Puoi riprodurre tutti i record che seguono riga per riga, senza cambiare nemmeno una parola?

[Record estratti da una raccolta]
════

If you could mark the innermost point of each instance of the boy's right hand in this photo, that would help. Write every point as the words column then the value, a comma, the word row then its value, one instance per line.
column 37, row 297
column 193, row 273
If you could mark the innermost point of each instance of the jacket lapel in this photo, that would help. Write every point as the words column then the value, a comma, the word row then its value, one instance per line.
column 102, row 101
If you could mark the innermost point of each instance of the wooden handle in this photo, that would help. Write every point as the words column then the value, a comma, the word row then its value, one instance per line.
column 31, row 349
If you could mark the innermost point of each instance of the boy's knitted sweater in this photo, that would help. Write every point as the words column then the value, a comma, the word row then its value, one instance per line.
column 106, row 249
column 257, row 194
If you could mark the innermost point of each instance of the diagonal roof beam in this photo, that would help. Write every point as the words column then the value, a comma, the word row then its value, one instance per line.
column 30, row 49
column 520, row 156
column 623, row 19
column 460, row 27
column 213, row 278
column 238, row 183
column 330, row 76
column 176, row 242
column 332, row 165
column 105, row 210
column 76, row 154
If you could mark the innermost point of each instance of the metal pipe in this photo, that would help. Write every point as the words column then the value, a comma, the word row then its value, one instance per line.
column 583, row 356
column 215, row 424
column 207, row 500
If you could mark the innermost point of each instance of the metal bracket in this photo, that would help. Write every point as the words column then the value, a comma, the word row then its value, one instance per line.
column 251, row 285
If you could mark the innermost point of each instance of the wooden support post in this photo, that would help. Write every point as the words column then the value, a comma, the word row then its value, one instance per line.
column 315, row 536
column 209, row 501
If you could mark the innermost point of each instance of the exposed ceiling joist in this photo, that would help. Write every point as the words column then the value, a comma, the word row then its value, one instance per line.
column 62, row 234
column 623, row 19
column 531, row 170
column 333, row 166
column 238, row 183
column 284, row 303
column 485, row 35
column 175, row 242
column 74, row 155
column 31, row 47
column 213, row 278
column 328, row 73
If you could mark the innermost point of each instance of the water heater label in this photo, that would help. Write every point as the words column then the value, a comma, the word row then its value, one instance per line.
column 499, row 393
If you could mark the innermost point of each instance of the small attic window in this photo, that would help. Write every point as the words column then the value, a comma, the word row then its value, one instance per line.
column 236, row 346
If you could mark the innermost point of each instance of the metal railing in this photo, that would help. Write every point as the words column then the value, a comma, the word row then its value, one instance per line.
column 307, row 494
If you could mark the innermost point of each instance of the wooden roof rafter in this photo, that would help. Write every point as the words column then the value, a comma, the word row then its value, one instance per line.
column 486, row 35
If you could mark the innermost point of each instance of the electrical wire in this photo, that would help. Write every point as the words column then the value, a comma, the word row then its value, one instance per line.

════

SOLUZIONE:
If you could mark the innermost point of each instance of the boy's right hand in this photo, that would help. Write every point as the words column then the value, a comma, the word row then its value, one instance per line.
column 37, row 297
column 193, row 273
If you could mark the innermost point of each instance of the jacket lapel in this photo, that would help. Write every point as the words column then the value, a comma, the word row then its value, one instance per line.
column 102, row 101
If you could mark the innermost point of each instance of the wooden handle in this photo, that would help. Write every point as the words column then the value, a comma, the word row then its value, one instance per line.
column 31, row 349
If you could mark the innermost point of each instance of the boy's knitted sweater in this photo, that would help. Write every point as the words column then the value, a comma, the word row then its value, one instance per line.
column 106, row 249
column 257, row 194
If you could mark the innermost point of each instance of the diagonal roof beam in this photo, that would help. Write every point as the words column then the value, a comma, the word row then its value, one instance per line.
column 30, row 49
column 520, row 156
column 623, row 19
column 460, row 27
column 213, row 278
column 238, row 183
column 330, row 76
column 176, row 242
column 332, row 165
column 105, row 210
column 76, row 154
If you could mark the innermost point of each instance of the metal pipe in this photo, that would help. Write every point as the words column then the value, a comma, the word row then its value, one instance per line.
column 583, row 356
column 215, row 424
column 207, row 500
If you could mark the innermost point of each instance of the metal bracket in this photo, that would help. Write every point as the words column then the value, a comma, the word row then its value, one instance per line.
column 251, row 285
If you could mark the innermost point of each instance of the wooden support post in this photo, that would help. Write every point as the words column then the value, a comma, the word row then its value, one instance per line.
column 315, row 536
column 209, row 501
If you could mark the innermost point of each instance of the exposed ceiling joist in this photo, that would help. Write every point as the words column then the value, a comma, the word row then its value, one instance per line.
column 62, row 234
column 623, row 19
column 531, row 170
column 333, row 166
column 238, row 183
column 284, row 303
column 485, row 35
column 175, row 242
column 74, row 155
column 31, row 47
column 213, row 278
column 328, row 73
If you could mark the innermost point of each instance of the water heater label in this photo, that would help. Write every point as the words column then the value, a comma, the word row then its value, one instance per line.
column 499, row 393
If you could mark the innermost point of each instance of the small attic window in this photo, that would help. Write every point as the words column then the value, a comma, the word row then its value, one instance per line.
column 236, row 346
If you could mark the innermost point of each instance of the metal railing in this photo, that would help. Write every point as the words column then the value, a comma, the word row then its value, one instance per line.
column 307, row 494
If you could mark the innermost point of each instance of the wooden roof rafter in this photo, that would help. Write every point as the words column then the value, a comma, the word row then its value, one instance per line.
column 486, row 35
If you could mark the innermost point of each instance of the electrical wire in this photo, that would help. Write every point as the words column then the value, a comma, the word row then its value, one instance per line.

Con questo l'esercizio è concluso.